= Texto dado =
########################################

Con el segundo mandato de Trump, ha entrado en una nueva crisis la globalización. Queremos responder, entonces, a dos preguntas: ¿Cómo es que el Partido Republicano se ha transformado tan profundamente? ¿Por qué fueron los demócratas incapaces de disputarles?
I- Los resultados, en números
Muchas encuestas han circulado dando cuenta de los cambios entre las elecciones del 2020 y las del 2024. Por ejemplo, un dato sobresaliente es que, por primera vez, los republicanos ganaron entre los hombres «latinos». Parece una cosa increíble, dada la campaña abiertamente racista, de odio, del trumpismo. «Vienen a contaminar nuestra sangre» dijo Trump, usando una retórica tan abiertamente nazi que no es necesario ni explicar por qué lo es. Pero todos esos datos están distorsionados por no tener en cuenta otro, completamente clave: la cantidad de votantes demócratas se cayó mucho, mientras que la de Trump subió levemente.
Las elecciones del 2020 tuvieron una participación muy alta. 15 millones de nuevos votantes se movilizaron a las urnas, la mayoría para rechazar a Trump. Fue un hecho inédito, dado que la participación electoral en Estados Unidos se ha estancado o directamente ha declinado por mucho tiempo. En 2020, los demócratas alcanzaron 81 millones de votos en las presidenciales, en 2024, 73 millones. En 2024, Trump fue votado por 76 millones de personas, en 2020 habían sido 74 millones.
Mientras los Biden-Harris han perdido votos, Trump ha conquistado nuevos. Que el GOP (los republicanos) se haya alzado con la mayoría absoluta de votos fue algo inesperado. Se esperaba que, si ganaban, iba a ser por obtener la mayoría en el Colegio Electoral, cosa que también consiguieron. Solamente una vez desde los 90′, en el año 2004, los republicanos habían conquistado la mayoría de los votos.

########################################

= Tarea 1 =
Di si cada afirmación coincide con el texto sobre las elecciones en Estados Unidos y respalda tu respuesta con las palabras exactas del texto: (a) En 2024 los demócratas sacaron más votos que en 2020. (b) Trump tuvo más votos en 2024 que en 2020. (c) Desde los 90, los republicanos solo habían ganado la mayoría de los votos una vez, en 2004.
= Tarea 2 =
Prosigue el texto sobre las elecciones en Estados Unidos a partir de donde termina.

= Registros extraídos =
########################################

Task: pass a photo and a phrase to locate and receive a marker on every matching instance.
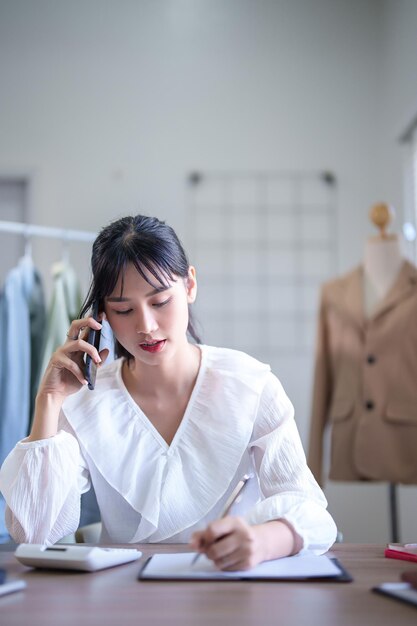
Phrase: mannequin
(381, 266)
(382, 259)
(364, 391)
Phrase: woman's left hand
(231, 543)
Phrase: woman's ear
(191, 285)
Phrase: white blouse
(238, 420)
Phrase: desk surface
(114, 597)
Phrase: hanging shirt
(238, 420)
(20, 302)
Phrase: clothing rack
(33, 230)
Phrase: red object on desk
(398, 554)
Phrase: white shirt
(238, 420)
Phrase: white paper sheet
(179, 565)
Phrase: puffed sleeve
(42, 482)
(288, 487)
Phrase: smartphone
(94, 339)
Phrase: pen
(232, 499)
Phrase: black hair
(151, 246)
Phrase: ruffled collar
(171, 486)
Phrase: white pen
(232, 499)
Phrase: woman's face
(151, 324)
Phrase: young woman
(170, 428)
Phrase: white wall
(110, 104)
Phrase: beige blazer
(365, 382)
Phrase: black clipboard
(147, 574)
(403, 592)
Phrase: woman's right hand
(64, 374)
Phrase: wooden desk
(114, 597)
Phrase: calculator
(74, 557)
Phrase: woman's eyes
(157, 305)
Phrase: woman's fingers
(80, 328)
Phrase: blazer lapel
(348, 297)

########################################

= Resultado 1 =
(a) No: «En 2020, los demócratas alcanzaron 81 millones de votos en las presidenciales, en 2024, 73 millones.»
(b) Sí: «En 2024, Trump fue votado por 76 millones de personas, en 2020 habían sido 74 millones.»
(c) Sí: «Solamente una vez desde los 90′, en el año 2004, los republicanos habían conquistado la mayoría de los votos.»

= Resultado 2 =
Es un hecho determinante que la extrema derecha tiene una fiel base social militante. Según un estudio de la Universidad UC Davis, el 15% de la población adulta se siente identificado con el movimiento político MAGA. No son suficientes para ganar una elección, pero le garantizan al trumpismo la primacía en el Partido Republicano.
Veamos ahora los números de la elección según género, «raza», edad, y nivel de estudios, según una encuesta realizada por Edison Research, vía Reuters. La imagen es de la BBC, en base a esa encuesta.
El mapa electoral marcadamente rojo que dejaron las presidenciales muestra una foto muy clara: aparentemente, la mayoría de los votantes estadounidenses se volcó a la extrema derecha. Y eso es verdad, pero solamente en parte. Hay muchos peros.
Las contradicciones de la opinión pública
El sentido común es algo «ambiguo, contradictorio y multiforme» escribió Gramsci, con completa razón. Lo cierto es que, no hay otra manera de interpretarlo, mientras la mayoría de la sociedad yanqui ha girando en su consciencia en muchos temas hacia «la izquierda», el voto a Trump ha sido el más sólido por muchos años.
Y ahora, ganó en el voto popular. Es algo completamente insólito. La mayoría de la población venía votando en tono «progresista» en casi todas las elecciones por más de 30 años. Si los republicanos conservadores pudieron gobernar fue por el Colegio Electoral, que les daba la presidencia sin ser mayoría. Hubo solamente dos ocasiones en las que los republicanos ganaron el voto popular: en el 2004 con Bush, cuando la guerra en Iraq estaba en pico de su popularidad después del 11 de septiembre; y ahora.
Veamos algunas de las «contradicciones» del voto en Estados Unidos.
Según las encuestas, la mayoría de los estadounidenses opinan que el debilitamiento de los sindicatos es algo malo. Buena parte de esa mayoría acaba de votar por un enemigo explícito de la organización de los trabajadores.
La mayoría de los Estados que votaron a Trump y también tuvieron referéndums por la legalización del aborto… votaron mayoritariamente por la legalización. Kentucky, Ohio y Kansas fueron los primeros. Nebraska hizo lo mismo, pero con una ley más restrictiva que la anterior. Missouri, Nevada y Montana fueron más allá porque incorporaron el derecho al aborto en sus Constituciones. En Florida fue mayoría el derecho al aborto, pero no se aprobó por las trampas del gobierno de De Santis. Solamente Dakota del Sur votó por la ilegalización prácticamente total.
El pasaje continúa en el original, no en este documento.